Б.: Хочешь сказать, что он, как говорит Грамши, не был органическим, вмешивающимся интеллектуалом?
А.: Да, можно и так, наверное, сказать. Я даже не имею в виду вмешиваться в том смысле, в котором я тогда вмешивался сам — я был ещё молод, мне было всего-то 40, я выходил на улицу. Я же не требую от Адорно, чтобы он выходил на улицу, но я требую от критического теоретика, чтобы он мог осознать критический потенциал принципиально довольно неоднородного движения. И у меня такое чувство, что он даже не попытался.
Б.: Но тут есть фундаментальная разница, которая в твоих сочинениях недостаточно или, собственно, вообще не осмысляется, – то, что Адорно и Хоркхаймер всегда рефлектировали с точки зрения опыта национал-социализма, всегда мыслили, исходя из превращения буржуазного общества в капитальное варварство, в то время как ты понимаешь нацизм согласно меркам итальянского фашизма. Из этого следует, что роль антисемитизма тобой игнорируется или недопонимается. Твои разногласия с Хоркхаймером и Адорно относительно студенческого движения происходят, по моему мнению, от этого; а во-вторых, Адорно как убеждённый в немецкой неспособности к Просвещению пессимист в своей статье 1969-го года, которая иронически называется «Маргиналии о теории и практики», предвосхитил историческую перспективу восстания 68-го года — сначала на улицу, затем — вегетарианство или реформизм, пусть несколько фаталистски, но более прогностически и критически, чем ты.

- - - - - - -

**ЗАДАНИЯ:**
1. Перепишите исходный документ целиком, ничего в нём не меняя.
2. Укажите только число строк записей, в которых встречается слово «statue», учитывая регистр букв.

- - - - - - -

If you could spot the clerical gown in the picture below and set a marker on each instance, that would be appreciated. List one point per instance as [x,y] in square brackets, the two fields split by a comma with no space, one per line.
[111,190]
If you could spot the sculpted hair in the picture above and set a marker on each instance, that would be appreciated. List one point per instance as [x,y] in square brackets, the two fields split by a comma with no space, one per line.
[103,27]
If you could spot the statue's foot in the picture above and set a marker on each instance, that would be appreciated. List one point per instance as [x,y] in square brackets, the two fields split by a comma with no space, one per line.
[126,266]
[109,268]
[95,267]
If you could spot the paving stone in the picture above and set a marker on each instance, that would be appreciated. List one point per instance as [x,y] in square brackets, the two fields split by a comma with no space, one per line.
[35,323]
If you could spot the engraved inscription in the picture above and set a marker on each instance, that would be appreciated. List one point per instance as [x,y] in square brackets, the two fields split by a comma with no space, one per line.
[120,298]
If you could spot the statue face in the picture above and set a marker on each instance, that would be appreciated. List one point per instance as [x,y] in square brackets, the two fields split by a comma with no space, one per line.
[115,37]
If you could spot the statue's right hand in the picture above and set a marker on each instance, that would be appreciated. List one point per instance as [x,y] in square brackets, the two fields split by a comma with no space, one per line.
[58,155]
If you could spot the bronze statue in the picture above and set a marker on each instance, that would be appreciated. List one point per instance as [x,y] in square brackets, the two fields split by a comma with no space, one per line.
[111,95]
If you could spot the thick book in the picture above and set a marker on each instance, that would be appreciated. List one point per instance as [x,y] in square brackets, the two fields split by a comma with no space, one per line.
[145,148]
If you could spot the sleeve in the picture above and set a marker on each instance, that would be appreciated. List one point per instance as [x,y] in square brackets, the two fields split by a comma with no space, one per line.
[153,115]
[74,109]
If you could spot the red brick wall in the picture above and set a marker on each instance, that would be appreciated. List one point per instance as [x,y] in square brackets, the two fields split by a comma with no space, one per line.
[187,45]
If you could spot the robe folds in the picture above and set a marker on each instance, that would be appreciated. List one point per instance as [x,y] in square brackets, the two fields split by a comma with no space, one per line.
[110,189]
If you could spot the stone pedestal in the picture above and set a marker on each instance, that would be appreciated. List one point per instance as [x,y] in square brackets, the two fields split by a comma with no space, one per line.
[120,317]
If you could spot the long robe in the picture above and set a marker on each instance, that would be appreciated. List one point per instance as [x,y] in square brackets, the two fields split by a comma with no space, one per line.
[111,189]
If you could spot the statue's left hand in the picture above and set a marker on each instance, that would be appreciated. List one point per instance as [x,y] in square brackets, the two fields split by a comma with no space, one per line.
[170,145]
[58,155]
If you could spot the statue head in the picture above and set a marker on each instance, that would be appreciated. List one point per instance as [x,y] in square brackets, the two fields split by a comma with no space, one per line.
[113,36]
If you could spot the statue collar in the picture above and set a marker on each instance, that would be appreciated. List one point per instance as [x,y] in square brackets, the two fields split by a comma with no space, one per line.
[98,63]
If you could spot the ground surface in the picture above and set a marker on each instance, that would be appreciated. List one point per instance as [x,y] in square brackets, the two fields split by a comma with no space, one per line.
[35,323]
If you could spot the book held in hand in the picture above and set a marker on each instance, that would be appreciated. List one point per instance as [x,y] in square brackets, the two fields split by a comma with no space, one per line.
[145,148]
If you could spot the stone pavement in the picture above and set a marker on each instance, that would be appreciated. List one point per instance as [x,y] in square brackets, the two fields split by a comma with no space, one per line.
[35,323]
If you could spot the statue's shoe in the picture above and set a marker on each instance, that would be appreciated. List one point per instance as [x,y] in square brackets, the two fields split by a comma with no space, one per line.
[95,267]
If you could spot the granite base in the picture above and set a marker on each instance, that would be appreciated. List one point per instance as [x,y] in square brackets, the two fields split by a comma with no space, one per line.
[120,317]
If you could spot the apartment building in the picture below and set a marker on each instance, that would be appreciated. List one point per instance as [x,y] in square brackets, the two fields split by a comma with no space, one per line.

- - - - - - -

**РЕЗУЛЬТАТЫ:**
1.
Б.: Хочешь сказать, что он, как говорит Грамши, не был органическим, вмешивающимся интеллектуалом?
А.: Да, можно и так, наверное, сказать. Я даже не имею в виду вмешиваться в том смысле, в котором я тогда вмешивался сам — я был ещё молод, мне было всего-то 40, я выходил на улицу. Я же не требую от Адорно, чтобы он выходил на улицу, но я требую от критического теоретика, чтобы он мог осознать критический потенциал принципиально довольно неоднородного движения. И у меня такое чувство, что он даже не попытался.
Б.: Но тут есть фундаментальная разница, которая в твоих сочинениях недостаточно или, собственно, вообще не осмысляется, – то, что Адорно и Хоркхаймер всегда рефлектировали с точки зрения опыта национал-социализма, всегда мыслили, исходя из превращения буржуазного общества в капитальное варварство, в то время как ты понимаешь нацизм согласно меркам итальянского фашизма. Из этого следует, что роль антисемитизма тобой игнорируется или недопонимается. Твои разногласия с Хоркхаймером и Адорно относительно студенческого движения происходят, по моему мнению, от этого; а во-вторых, Адорно как убеждённый в немецкой неспособности к Просвещению пессимист в своей статье 1969-го года, которая иронически называется «Маргиналии о теории и практики», предвосхитил историческую перспективу восстания 68-го года — сначала на улицу, затем — вегетарианство или реформизм, пусть несколько фаталистски, но более прогностически и критически, чем ты.

2. 8